-------- Text excerpt
Customer Education Lifecycle

customer-education-lifecycle

Customer education is an important component in improving customer retention, product adoption and customer support. At the same time, as many businesses move to SaaS models, traditional training models are breaking. Doing an onsite training for a new product implementation is becoming less and less practical.

Most businesses are moving toward providing self-help, web-based services where customers can go to find answers to their own questions. But as we help customers make this transition we find that many don't have a clear idea of what they are trying to accomplish. They know they want to do things better, they just don’t know where to focus their efforts.

The Customer Educational Lifecylce

We have found it helpful to use a framework we call the Customer Educational Lifecycle. If you are familiar with Lifecycle Marketing you know that the goal is to deliver the information that the prospect needs at their particular stage of engagement with your company or your product. When we think of customer education we are really zooming in on a specific area of Lifecycle Marketing and focusing on the time from when the customer first begins to use a product (either a trial or after a new purchase) to months or years later when they are an expert at using your product.

At each stage the customer is going to need different educational resources depending on their interest in, commitment to, and understanding of your product and market space.

We break the customer educational lifecycle down into four areas:

  1. Onboarding
  2. Training
  3. Teaching
  4. Customer Support

1. Onboarding

Onboarding can mean a lot of different things to different people. For our purposes, we are going to focus on product onboarding. This is the process where your prospect, customer, or employee reaches the point that using your product creates value for them. This doesn't mean that they are a product expert or that they are getting all the value that your product can offer. It just means that they are deriving enough value to want to continue their relationship with your product.
----------------
Check each statement against the customer education text, answering yes or no and quoting the words of the text that decide it. 1. The text breaks the customer educational lifecycle into four areas. 2. The text says onsite training for a new product implementation is becoming more practical. 3. The text says a customer who has been onboarded is a product expert.
-------- Supplied data
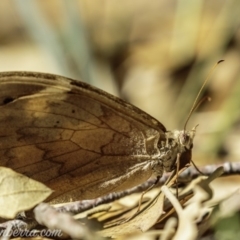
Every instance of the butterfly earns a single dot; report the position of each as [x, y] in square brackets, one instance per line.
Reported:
[79, 140]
----------------
Finished answer:
1. Yes: "We break the customer educational lifecycle down into four areas"
2. No: "Doing an onsite training for a new product implementation is becoming less and less practical."
3. No: "This doesn't mean that they are a product expert or that they are getting all the value that your product can offer."